Question

A circular coil of $100$ turns and an effective diameter of $20cm$ carries a current of $0.5A$ . It is to be turned in a magnetic field $2.0\;T$ from a position in which the normal to the plane of the coil makes an angle $\theta$ equal to zero to one in which $\theta$ equals $180$ . The work required in this process is:
(A) $\pi J$
(B) $2\pi J$
(C) $4\pi J$
(D) $8\pi J$

Answer 1

We know the current is produced due to the flow of electrons. A current-carrying wire produces a magnetic field. Also, when a current-carrying wire is placed in a magnetic field it experiences a magnetic force. The direction of force is found by Fleming’s right-hand rule.

Complete answer:
Work done is stored as the potential energy of the system. So, we have the following formula.
$W = U = - \vec m.\vec B$
Here, $U$ is potential energy, $m$ is magnetic dipole and $B$ is a magnetic field.
Again, the magnetic dipole is calculated as below.
\vec m = IA\overset{\lower0.5em\hbox{ \smash{\scriptscriptstyle\frown} }}{n}
Here, $I$ is current, $A$ is an area, and $\hat n$ is the unit normal.
Let us first write the information given in the question.
$N = 100$ , $d = 20cm \Rightarrow r = 10cm$ , $I = 0.5A$ , $B = 2T$ , ${\theta _1} = 0$ , ${\theta _2} = 180$
Magnetic moment: $m = \left( {0.5} \right)\left( {\pi {{\left( {.10} \right)}^2}} \right) = 0.005\pi$
Work done will be a change in the potential energies.
$W = mB\cos {\theta _1} - mB\cos {\theta _2}$
We can rewrite this expression as below.
$W = mB\left( {\cos {\theta _1} - \cos {\theta _2}} \right)$
Let us substitute the values.
$W = 0.005\pi \times 2\left( {\cos 0 - \cos 180} \right)$
Let us simplify the above expression.
$W = 0.01\pi \left( {1 - \left( { - 1} \right)} \right) = 0.02\pi J$
Now, it is given that there are $100$ turns. So total work done will become.
$W = 100 \times 0.02\pi = 2\pi J$
Therefore, total work done is $2\pi J$ .
Hence, option (B) $2\pi J$ is correct.

Note:
The magnetic dipole moment of an object is defined as the torque experienced by the object in a magnetic field. Unit of a magnetic dipole is $A - {m^2}$ .

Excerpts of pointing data
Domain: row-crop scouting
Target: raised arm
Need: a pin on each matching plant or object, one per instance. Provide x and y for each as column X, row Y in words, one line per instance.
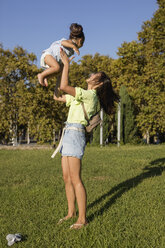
column 69, row 43
column 64, row 78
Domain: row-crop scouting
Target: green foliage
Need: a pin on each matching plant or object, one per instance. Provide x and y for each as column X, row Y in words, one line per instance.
column 128, row 125
column 24, row 104
column 106, row 127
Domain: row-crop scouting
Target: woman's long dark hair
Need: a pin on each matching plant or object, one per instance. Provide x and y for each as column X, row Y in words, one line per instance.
column 106, row 94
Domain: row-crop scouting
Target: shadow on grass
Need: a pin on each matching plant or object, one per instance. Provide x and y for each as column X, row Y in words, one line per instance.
column 155, row 168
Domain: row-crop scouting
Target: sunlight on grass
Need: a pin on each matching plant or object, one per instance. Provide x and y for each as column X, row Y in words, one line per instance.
column 125, row 188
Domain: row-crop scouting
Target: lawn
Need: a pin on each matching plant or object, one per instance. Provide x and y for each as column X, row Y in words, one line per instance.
column 126, row 198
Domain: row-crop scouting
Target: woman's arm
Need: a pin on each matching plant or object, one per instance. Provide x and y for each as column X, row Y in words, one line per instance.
column 60, row 98
column 64, row 78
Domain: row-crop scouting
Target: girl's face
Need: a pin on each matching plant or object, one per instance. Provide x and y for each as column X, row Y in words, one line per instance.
column 93, row 79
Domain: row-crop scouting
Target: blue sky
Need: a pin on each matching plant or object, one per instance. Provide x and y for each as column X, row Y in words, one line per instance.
column 35, row 24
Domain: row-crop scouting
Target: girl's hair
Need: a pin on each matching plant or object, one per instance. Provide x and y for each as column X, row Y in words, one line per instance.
column 106, row 94
column 76, row 31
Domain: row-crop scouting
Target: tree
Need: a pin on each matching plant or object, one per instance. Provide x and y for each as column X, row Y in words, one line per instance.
column 128, row 125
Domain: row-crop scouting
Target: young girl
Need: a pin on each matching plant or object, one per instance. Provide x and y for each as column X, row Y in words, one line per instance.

What this task involves » Check these three statements against the coil problem text. For each one, answer yes or no and quote the words from the text that settle it. (a) The direction of the force is found by Fleming's left-hand rule. (b) Work done is stored as the potential energy of the system. (c) The solution picks option (C) as correct.

Result below »
(a) No: "The direction of force is found by Fleming’s right-hand rule."
(b) Yes: "Work done is stored as the potential energy of the system."
(c) No: "Hence, option (B) $2\pi J$ is correct."